Short task:
The records are to be restated in their entirety, word for word.

-------- Stored rows --------

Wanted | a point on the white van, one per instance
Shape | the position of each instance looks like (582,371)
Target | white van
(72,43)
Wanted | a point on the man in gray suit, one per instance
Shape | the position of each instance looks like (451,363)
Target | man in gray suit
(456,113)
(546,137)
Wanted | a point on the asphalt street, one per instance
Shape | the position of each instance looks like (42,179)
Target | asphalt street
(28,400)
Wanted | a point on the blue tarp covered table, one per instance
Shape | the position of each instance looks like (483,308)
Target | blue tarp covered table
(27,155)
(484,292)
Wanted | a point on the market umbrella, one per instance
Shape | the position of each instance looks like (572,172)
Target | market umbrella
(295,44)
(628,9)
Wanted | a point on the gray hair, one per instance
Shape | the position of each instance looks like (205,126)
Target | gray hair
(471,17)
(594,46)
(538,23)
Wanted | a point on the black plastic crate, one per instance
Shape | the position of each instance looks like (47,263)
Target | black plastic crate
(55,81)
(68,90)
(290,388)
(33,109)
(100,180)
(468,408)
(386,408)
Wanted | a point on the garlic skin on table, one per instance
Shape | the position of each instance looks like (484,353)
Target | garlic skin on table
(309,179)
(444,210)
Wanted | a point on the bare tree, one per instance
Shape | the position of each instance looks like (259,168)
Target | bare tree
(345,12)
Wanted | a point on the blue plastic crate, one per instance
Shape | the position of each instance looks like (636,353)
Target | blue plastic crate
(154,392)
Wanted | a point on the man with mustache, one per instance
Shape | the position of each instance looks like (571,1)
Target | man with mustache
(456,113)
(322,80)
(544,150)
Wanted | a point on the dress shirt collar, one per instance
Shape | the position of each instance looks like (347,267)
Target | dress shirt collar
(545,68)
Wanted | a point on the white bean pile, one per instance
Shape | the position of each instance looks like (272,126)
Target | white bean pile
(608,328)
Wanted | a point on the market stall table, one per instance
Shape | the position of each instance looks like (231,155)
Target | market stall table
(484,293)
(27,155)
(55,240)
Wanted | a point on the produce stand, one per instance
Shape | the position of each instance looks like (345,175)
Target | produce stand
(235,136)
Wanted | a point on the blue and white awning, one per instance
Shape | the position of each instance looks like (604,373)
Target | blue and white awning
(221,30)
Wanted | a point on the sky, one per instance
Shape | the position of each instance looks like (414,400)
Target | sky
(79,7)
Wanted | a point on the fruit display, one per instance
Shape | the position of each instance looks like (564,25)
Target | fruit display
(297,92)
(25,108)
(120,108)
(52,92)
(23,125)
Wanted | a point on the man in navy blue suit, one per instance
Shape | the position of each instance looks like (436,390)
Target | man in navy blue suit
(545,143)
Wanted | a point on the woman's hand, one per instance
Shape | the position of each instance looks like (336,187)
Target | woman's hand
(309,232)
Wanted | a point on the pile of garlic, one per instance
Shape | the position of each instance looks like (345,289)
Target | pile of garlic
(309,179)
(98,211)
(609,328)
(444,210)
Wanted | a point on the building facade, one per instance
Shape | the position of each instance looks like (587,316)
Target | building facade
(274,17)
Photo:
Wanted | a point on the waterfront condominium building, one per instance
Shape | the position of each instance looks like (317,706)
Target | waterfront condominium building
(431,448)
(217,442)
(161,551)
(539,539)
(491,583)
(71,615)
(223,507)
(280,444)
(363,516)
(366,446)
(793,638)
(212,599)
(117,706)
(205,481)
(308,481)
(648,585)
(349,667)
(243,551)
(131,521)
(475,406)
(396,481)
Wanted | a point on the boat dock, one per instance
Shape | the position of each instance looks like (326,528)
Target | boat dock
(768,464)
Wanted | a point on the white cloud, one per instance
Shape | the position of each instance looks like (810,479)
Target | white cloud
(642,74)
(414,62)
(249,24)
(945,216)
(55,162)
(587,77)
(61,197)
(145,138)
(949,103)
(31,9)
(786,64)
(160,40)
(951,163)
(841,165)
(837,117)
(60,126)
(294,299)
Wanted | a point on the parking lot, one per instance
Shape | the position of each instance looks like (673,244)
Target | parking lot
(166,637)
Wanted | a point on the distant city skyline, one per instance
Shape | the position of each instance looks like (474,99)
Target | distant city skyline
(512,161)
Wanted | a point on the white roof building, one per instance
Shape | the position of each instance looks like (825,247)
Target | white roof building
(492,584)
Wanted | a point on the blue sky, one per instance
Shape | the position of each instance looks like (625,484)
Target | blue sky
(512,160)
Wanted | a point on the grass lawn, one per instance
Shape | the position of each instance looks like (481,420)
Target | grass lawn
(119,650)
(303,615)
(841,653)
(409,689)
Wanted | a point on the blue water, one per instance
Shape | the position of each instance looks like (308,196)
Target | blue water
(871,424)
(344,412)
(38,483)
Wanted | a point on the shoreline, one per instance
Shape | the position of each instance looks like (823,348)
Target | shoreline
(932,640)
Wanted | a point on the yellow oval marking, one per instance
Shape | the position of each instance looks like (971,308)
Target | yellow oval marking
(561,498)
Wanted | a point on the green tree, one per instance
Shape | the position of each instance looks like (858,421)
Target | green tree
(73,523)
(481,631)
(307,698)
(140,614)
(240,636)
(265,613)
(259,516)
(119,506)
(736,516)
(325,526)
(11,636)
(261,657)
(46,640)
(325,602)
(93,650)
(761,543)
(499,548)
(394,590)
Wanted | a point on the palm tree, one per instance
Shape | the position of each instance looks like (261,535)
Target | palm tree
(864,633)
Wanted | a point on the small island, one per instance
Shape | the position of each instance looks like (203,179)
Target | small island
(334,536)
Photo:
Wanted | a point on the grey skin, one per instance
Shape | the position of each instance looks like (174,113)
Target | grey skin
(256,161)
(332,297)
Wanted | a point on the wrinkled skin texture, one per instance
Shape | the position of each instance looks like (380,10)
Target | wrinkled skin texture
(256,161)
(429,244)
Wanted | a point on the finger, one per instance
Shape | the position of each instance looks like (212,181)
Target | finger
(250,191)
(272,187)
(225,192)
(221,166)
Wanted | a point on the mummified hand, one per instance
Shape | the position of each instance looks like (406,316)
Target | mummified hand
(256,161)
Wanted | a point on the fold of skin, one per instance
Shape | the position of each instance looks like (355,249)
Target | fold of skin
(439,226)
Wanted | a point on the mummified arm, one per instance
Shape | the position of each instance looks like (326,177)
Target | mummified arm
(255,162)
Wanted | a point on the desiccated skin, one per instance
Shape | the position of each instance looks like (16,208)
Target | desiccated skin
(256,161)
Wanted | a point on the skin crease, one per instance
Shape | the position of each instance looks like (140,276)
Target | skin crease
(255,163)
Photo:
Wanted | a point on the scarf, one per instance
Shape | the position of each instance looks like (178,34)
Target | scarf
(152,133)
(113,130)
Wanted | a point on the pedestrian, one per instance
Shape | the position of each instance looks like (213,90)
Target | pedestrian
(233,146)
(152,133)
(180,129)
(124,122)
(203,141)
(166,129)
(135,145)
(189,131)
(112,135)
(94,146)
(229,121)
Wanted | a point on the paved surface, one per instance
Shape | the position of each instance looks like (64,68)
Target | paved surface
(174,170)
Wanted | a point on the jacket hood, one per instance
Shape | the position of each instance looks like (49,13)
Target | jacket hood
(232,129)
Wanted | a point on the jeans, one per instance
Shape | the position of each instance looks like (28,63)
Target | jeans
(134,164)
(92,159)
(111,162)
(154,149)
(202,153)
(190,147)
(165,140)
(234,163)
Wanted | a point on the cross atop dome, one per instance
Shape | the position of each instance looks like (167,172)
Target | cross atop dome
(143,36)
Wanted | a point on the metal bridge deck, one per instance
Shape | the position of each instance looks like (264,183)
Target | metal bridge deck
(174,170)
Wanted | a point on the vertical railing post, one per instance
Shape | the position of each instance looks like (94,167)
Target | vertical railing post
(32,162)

--------

Reply to the exercise:
Wanted | a point on the white van, one per instance
Shape | the position of each instance looks like (582,371)
Target | white van
(72,43)
Wanted | a point on the man in gray suit, one per instance
Shape | the position of each instance looks like (451,363)
Target | man in gray suit
(456,113)
(546,137)
Wanted | a point on the asphalt street, one per instance
Shape | the position of each instance looks like (42,179)
Target | asphalt street
(28,400)
Wanted | a point on the blue tarp covered table, one per instance
Shape | the position of each instance looks like (483,308)
Target | blue tarp covered table
(27,155)
(484,292)
Wanted | a point on the market umbrella, one per instance
Shape | the position of each instance looks like (572,172)
Target | market umbrella
(295,44)
(628,9)
Wanted | a point on the gray hair, one per instance
Shape | the position of each instance looks like (205,126)
Target | gray hair
(471,17)
(594,46)
(538,23)
Wanted | a point on the black plastic crate, one per instance
Shape | the position of each instance looks like (47,263)
Target | black plastic crate
(55,81)
(68,90)
(290,388)
(33,109)
(100,180)
(468,408)
(386,408)
Wanted | a point on the garlic skin on table, one per instance
Shape | the position of each instance looks like (484,353)
Target | garlic skin on table
(309,179)
(444,210)
Wanted | a point on the bare tree, one per instance
Shape | the position of each instance looks like (259,168)
Target | bare tree
(345,12)
Wanted | a point on the blue plastic crate, one per instance
Shape | the position of each instance looks like (636,353)
Target | blue plastic crate
(154,392)
Wanted | a point on the man with mustache, one per instance
Shape | the position of each instance looks like (571,1)
Target | man with mustache
(456,113)
(322,80)
(544,150)
Wanted | a point on the dress shirt collar, one per instance
Shape | the position of each instance looks like (347,267)
Target | dress shirt collar
(545,68)
Wanted | a point on the white bean pile, one per instance
Shape | the position of each instance looks like (272,126)
Target | white bean pile
(608,328)
Wanted | a point on the market stall table, one per instance
Shape | the position of each instance looks like (231,155)
Target | market stall table
(484,293)
(27,155)
(55,240)
Wanted | a point on the produce stand, one per instance
Shape | the position of each instance looks like (345,175)
Target | produce stand
(235,136)
Wanted | a point on the blue and white awning, one per instance
Shape | the position of each instance looks like (604,373)
Target | blue and white awning
(221,30)
Wanted | a point on the sky, one per instance
Shape | the position of each instance looks like (414,400)
Target | sky
(79,7)
Wanted | a point on the fruit display, one per instance
Shape | the position of each instance looks like (564,25)
Target | fruit display
(297,92)
(25,108)
(120,108)
(52,92)
(23,125)
Wanted | a point on the man in navy blue suit, one per instance
Shape | the position of each instance looks like (436,390)
Target | man in navy blue suit
(545,143)
Wanted | a point on the woman's hand, one per instance
Shape | the position of each instance looks like (336,187)
Target | woman's hand
(309,232)
Wanted | a point on the pile of garlic, one per instance
Shape | the position of each instance looks like (345,289)
Target | pile of garlic
(309,179)
(98,211)
(609,328)
(444,210)
Wanted | a point on the building facade, one per instance
Shape | the position of each instance looks like (587,316)
Target | building facade
(274,17)
Photo:
Wanted | a point on the waterfront condominium building, one per instance
Shape | the position of each instance looks like (317,706)
Target | waterfront condominium building
(431,448)
(217,442)
(161,551)
(539,539)
(491,583)
(71,615)
(223,507)
(280,444)
(363,516)
(366,446)
(793,638)
(212,599)
(117,706)
(205,481)
(308,481)
(648,585)
(349,667)
(243,551)
(131,521)
(475,406)
(396,481)
Wanted | a point on the boat dock, one per instance
Shape | the position of each instance looks like (326,528)
Target | boat dock
(768,464)
Wanted | a point on the white cloud, one per instance
Shape | the position of each instance looks like (810,479)
Target | white cloud
(642,74)
(414,62)
(249,24)
(945,216)
(55,162)
(587,77)
(61,197)
(145,138)
(949,103)
(31,9)
(786,64)
(160,40)
(951,163)
(841,165)
(837,117)
(60,126)
(294,299)
Wanted | a point on the parking lot, one per instance
Shape | the position of each instance looks like (673,244)
Target | parking lot
(166,637)
Wanted | a point on the distant city skyline, one per instance
Shape | the position of each instance looks like (474,99)
Target | distant city skyline
(512,161)
Wanted | a point on the white roof building, one per instance
Shape | the position of each instance looks like (825,247)
Target | white roof building
(492,584)
Wanted | a point on the blue sky, one per instance
Shape | the position of each instance looks like (625,484)
Target | blue sky
(512,160)
Wanted | a point on the grass lawn, one per instance
Shape | the position of each instance looks like (481,420)
Target | grass lawn
(119,650)
(303,615)
(841,653)
(409,689)
Wanted | a point on the blue water, one per instance
Shape | the position of each instance looks like (308,196)
Target | blue water
(871,424)
(344,412)
(38,483)
Wanted | a point on the shoreline, one per instance
Shape | the position of each instance looks like (823,348)
Target | shoreline
(932,640)
Wanted | a point on the yellow oval marking, one per instance
Shape | the position of each instance looks like (971,308)
Target | yellow oval marking
(561,498)
Wanted | a point on the green tree, one per instance
Shape | the position of each instance looks like (858,421)
Target | green tree
(73,523)
(481,631)
(307,698)
(140,614)
(240,636)
(265,613)
(259,516)
(119,506)
(736,516)
(325,526)
(11,636)
(261,657)
(46,640)
(325,602)
(93,650)
(761,543)
(499,548)
(394,590)
Wanted | a point on the palm tree, one per instance
Shape | the position of each instance looks like (261,535)
Target | palm tree
(864,633)
Wanted | a point on the small island, one per instance
Shape | the position of each instance looks like (203,179)
Target | small island
(334,536)
Photo:
Wanted | a point on the grey skin, one per instance
Shape | the position of each instance looks like (174,113)
Target | grey skin
(256,161)
(332,297)
Wanted | a point on the wrinkled skin texture, one per instance
Shape | the position of each instance looks like (380,10)
Target | wrinkled skin texture
(256,161)
(429,244)
Wanted | a point on the finger, one per instance
Shape | the position of each instance looks like (212,181)
Target | finger
(250,191)
(272,187)
(225,192)
(221,166)
Wanted | a point on the mummified hand, one per instance
Shape | the position of each instance looks like (406,316)
Target | mummified hand
(256,161)
Wanted | a point on the fold of skin, one per instance
Shape | the position of each instance looks like (355,249)
Target | fold of skin
(439,226)
Wanted | a point on the mummified arm, one per instance
Shape | the position of each instance looks like (326,177)
Target | mummified arm
(255,162)
Wanted | a point on the desiccated skin, one per instance
Shape | the position of each instance looks like (16,208)
Target | desiccated skin
(256,161)
Wanted | a point on the skin crease, one per instance
Shape | the position of each instance looks like (140,276)
Target | skin crease
(255,163)
Photo:
Wanted | a point on the scarf, one per instance
Shape | the position of each instance looks like (178,34)
Target | scarf
(152,133)
(113,130)
Wanted | a point on the pedestrian, one per instance
Shape | the position of each instance looks like (213,90)
Target | pedestrian
(233,146)
(152,133)
(180,129)
(124,122)
(203,141)
(166,129)
(135,145)
(189,131)
(112,135)
(94,146)
(229,121)
Wanted | a point on the paved surface, one per instance
Shape | the position of each instance looks like (64,68)
Target | paved surface
(174,170)
Wanted | a point on the jacket hood, one per instance
Shape | the position of each instance looks like (49,13)
Target | jacket hood
(232,129)
Wanted | a point on the jeans, one per instance
Shape | the position of each instance looks like (28,63)
Target | jeans
(134,164)
(92,159)
(111,162)
(154,149)
(202,153)
(190,147)
(165,140)
(234,163)
Wanted | a point on the cross atop dome, one per instance
Shape | the position of each instance looks like (167,172)
Target | cross atop dome
(143,36)
Wanted | a point on the metal bridge deck, one per instance
Shape | the position of each instance looks like (264,183)
Target | metal bridge deck
(174,170)
Wanted | a point on the vertical railing post, one per instance
Shape | the position of each instance looks like (94,167)
Target | vertical railing post
(32,162)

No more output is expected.